• INSTRUKSI TERTULIS 1
Salin bagian teks tentang perdagangan produk peternakan dunia di antara "Di samping terkonsentrasi" dan "yang bersaing sempurna.", termasuk kedua batas itu.

• PENGGALAN TEKS
□ □ □ □ □

Di samping terkonsentrasi pada sejumlah kecil Negara maju, perdagangan produk peternakan dunia juga dikendalikan oleh sejumlah kecil perusahaan multinasional berskala amat besar. Lima perusahaan terbesar memiliki omset penjualan masing-masing lebih dari 10 milyar dollar AS per tahun, yang terbesar mencapai 24 milyar dollar AS per tahun yan berarti melebihi total ekspor Indonesia (Dyck and Nelson, 2003). Dengan struktur geografis dan perusahaan pelaku yang demikian terkonsentrasi, pasar produk peternakan dunia amat jauh dari persyaratan pasar yang bersaing sempurna.
Pasar produk peternakan global di dominasi secara geografia oleh dua segmen pasar yaitu pasar “Atlantik” dan pasar “Pasifik” yang pada dasarnya merupakan refleksi dari sebaran geografis Negara-negara pelaku utama (dominant players). Negara-negara importir utama adalah Negara maju yakni, Amerika Serikat, jepang, Uni Eropa, Korea, Rusia, Cina, Kanada, New Zealand, Uni Eropa, Brazil, Argentina, India, Thailand dan Cina. Perlu dicatat, bahwa Amerika Serikat, Uni ERopa, Cina dan Kanada merangkap sebagai importer dan eksportir utama yang mengindikasikan “intra trade” dalam produk peternakan. Intra product trade erupakan refleksi dari perbedaan preferensi dan keunggulan komparatif dalam rantai pasok. Tidak saja secara geografis, pasar produk peternakan tersegmentasi pula menurut jenis produk, sehingga secara keseluruhan menciptakan struktur yang amat kompleks.
Oleh karena merupakan penghasil utama bahan biji-bijian maka usaha peternakan di Amerika Utara dan Uni Eropa didominasikan oleh usaha ternak intensif dengan pakan olahan berkualitas tinggi berbahan baku biji-bijian (high quality grain blended feed). Produk peternakan “grain fed” umumnya berkualitas tinggi. Australia, New Zealand dan negara-negara Amerika Selatan (Brazil, Argentina, Uruguay) memiliki keunggulan komparatif dalam padang rumput sehingga lebih banyak menghasilkan produk peternakan dengan pakan rumput-rumputan (grass-fed). Produk peternakan “grass-fed” umumnya berkualitas rendah (Leuck, 2001; Dyck and Nelson, 2003) dengan segmen pasar yang berbeda dari produk peternakan “grain-fed”.
Oleh karena itu, perbedaan keunggulan komparatif dalam sumberdaya pakan merupakan salah satu penentu utama pola perdagangan dunia. Amerika Serikat banyak mengekspor daging sapi dan susu “grain-fed” berkualitas tinggi, yang memang lebih banyak dihasilkan utamanya ke Jepang dan Korea, dan mengimpor daging sapi “grass-fed” berkualitas rendah dari Australia, New Zealand, Uruguay, Argentina dan Brazil. Amerika menjadi Negara eksportir sekaligus importer utama daging sapi.

□ □ □ □ □

• INSTRUKSI TERTULIS 2
Dalam catatan, di antara baris yang memuat "Please trace the outline of every instance of the row 14" dan akhir catatan, termasuk keduanya, ganti "layout" dengan "format". Tuliskan kembali hanya baris-baris tersebut tanpa perubahan lain.

Catatan yang dikutip dari sebuah kumpulan
□ □ □ □ □

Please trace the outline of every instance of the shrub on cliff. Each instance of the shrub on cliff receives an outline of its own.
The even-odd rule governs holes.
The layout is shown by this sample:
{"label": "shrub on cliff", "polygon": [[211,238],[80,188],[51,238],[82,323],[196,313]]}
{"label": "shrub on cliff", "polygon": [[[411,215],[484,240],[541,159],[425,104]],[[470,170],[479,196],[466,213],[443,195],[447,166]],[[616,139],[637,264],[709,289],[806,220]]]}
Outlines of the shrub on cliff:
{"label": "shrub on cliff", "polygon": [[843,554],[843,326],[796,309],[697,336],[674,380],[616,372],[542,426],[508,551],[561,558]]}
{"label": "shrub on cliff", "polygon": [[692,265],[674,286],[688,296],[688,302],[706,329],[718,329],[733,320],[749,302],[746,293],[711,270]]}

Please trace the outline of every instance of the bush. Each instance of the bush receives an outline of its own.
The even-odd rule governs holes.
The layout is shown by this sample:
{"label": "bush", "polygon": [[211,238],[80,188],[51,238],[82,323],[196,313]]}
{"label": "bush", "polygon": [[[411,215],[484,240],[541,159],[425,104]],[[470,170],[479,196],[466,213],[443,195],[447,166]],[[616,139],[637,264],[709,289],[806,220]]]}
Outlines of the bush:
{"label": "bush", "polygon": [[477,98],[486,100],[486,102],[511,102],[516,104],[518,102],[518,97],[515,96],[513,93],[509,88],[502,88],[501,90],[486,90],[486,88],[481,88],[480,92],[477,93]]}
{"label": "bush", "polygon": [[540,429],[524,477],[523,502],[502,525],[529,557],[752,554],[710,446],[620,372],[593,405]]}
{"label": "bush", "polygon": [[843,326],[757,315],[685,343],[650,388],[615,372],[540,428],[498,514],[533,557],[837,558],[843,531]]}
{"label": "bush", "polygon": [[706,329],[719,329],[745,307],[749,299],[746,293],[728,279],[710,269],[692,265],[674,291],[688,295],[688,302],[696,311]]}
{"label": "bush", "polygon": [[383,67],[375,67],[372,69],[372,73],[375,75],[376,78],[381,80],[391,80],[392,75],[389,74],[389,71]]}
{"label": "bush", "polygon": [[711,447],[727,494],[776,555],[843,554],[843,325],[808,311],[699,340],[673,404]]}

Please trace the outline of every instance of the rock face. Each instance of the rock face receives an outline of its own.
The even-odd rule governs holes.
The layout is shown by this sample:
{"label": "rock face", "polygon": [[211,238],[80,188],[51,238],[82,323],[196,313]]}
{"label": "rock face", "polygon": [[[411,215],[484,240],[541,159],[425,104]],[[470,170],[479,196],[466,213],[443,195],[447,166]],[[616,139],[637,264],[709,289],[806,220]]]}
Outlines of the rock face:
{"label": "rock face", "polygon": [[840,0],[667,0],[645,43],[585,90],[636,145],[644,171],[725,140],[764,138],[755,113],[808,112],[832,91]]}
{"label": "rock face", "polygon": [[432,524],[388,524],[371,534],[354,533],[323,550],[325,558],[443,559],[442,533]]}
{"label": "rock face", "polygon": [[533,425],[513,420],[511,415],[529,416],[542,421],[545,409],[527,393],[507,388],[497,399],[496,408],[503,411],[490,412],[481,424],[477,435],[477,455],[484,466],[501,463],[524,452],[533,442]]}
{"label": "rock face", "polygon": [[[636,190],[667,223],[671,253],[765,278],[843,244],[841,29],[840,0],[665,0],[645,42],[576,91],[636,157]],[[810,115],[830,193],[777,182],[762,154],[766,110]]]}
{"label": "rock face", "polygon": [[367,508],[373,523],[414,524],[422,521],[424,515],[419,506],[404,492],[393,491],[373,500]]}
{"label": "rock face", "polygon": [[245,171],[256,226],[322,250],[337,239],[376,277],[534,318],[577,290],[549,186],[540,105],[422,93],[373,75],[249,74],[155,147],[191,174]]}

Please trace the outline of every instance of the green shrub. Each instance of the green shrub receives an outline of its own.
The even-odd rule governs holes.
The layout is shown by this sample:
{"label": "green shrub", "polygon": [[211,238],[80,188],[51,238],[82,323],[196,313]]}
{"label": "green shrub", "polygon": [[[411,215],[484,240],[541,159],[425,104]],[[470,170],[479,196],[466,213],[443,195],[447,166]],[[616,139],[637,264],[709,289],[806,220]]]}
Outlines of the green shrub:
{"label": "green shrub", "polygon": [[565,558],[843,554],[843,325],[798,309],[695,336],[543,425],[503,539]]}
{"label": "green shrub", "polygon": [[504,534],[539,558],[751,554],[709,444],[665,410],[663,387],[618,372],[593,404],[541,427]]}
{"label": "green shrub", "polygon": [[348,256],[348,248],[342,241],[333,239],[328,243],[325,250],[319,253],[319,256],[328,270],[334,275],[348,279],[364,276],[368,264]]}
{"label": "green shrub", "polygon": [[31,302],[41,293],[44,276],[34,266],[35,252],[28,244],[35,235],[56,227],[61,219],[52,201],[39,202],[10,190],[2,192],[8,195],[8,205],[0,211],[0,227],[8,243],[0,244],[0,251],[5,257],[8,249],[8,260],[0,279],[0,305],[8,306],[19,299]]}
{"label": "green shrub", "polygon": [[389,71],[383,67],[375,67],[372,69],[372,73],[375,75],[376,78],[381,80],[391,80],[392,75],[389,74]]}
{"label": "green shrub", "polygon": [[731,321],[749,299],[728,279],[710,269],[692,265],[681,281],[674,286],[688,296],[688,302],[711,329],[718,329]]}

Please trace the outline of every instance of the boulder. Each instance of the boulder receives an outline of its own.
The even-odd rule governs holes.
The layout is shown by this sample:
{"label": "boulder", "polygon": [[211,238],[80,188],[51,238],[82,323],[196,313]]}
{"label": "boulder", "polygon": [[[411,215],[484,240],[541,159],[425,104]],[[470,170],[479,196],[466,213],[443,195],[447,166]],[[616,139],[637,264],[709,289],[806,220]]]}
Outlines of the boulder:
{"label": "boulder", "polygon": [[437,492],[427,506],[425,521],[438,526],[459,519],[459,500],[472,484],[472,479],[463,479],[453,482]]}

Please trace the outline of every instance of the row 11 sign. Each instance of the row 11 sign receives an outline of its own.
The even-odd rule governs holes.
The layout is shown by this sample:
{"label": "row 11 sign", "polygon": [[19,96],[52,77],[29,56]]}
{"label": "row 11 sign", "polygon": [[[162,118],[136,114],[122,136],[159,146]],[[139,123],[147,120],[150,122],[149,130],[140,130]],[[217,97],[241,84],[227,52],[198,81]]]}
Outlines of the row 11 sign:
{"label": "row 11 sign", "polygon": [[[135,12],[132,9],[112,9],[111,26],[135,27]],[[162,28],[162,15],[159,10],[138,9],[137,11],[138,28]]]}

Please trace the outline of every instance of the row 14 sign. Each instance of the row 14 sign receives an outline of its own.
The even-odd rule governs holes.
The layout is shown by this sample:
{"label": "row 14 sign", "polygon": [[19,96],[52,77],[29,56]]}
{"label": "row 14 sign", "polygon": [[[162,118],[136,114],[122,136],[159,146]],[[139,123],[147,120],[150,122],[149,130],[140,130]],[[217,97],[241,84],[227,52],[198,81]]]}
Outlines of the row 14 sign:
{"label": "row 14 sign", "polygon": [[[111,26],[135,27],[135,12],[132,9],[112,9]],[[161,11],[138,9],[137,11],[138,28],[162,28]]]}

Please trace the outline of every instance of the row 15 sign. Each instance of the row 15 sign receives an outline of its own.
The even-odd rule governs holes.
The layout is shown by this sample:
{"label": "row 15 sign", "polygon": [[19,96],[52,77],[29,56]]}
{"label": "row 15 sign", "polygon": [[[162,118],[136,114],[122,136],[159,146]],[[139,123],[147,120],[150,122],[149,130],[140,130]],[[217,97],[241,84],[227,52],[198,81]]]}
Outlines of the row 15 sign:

□ □ □ □ □

• JAWABAN BENAR 1
Di samping terkonsentrasi pada sejumlah kecil Negara maju, perdagangan produk peternakan dunia juga dikendalikan oleh sejumlah kecil perusahaan multinasional berskala amat besar. Lima perusahaan terbesar memiliki omset penjualan masing-masing lebih dari 10 milyar dollar AS per tahun, yang terbesar mencapai 24 milyar dollar AS per tahun yan berarti melebihi total ekspor Indonesia (Dyck and Nelson, 2003). Dengan struktur geografis dan perusahaan pelaku yang demikian terkonsentrasi, pasar produk peternakan dunia amat jauh dari persyaratan pasar yang bersaing sempurna.

• JAWABAN BENAR 2
Please trace the outline of every instance of the row 14 sign. Each instance of the row 14 sign receives an outline of its own.
The even-odd rule governs holes.
The format is shown by this sample:
{"label": "row 14 sign", "polygon": [[19,96],[52,77],[29,56]]}
{"label": "row 14 sign", "polygon": [[[162,118],[136,114],[122,136],[159,146]],[[139,123],[147,120],[150,122],[149,130],[140,130]],[[217,97],[241,84],[227,52],[198,81]]]}
Outlines of the row 14 sign:
{"label": "row 14 sign", "polygon": [[[111,26],[135,27],[135,12],[132,9],[112,9]],[[161,11],[138,9],[137,11],[138,28],[162,28]]]}

Please trace the outline of every instance of the row 15 sign. Each instance of the row 15 sign receives an outline of its own.
The even-odd rule governs holes.
The format is shown by this sample:
{"label": "row 15 sign", "polygon": [[19,96],[52,77],[29,56]]}
{"label": "row 15 sign", "polygon": [[[162,118],[136,114],[122,136],[159,146]],[[139,123],[147,120],[150,122],[149,130],[140,130]],[[217,97],[241,84],[227,52],[198,81]]]}
Outlines of the row 15 sign:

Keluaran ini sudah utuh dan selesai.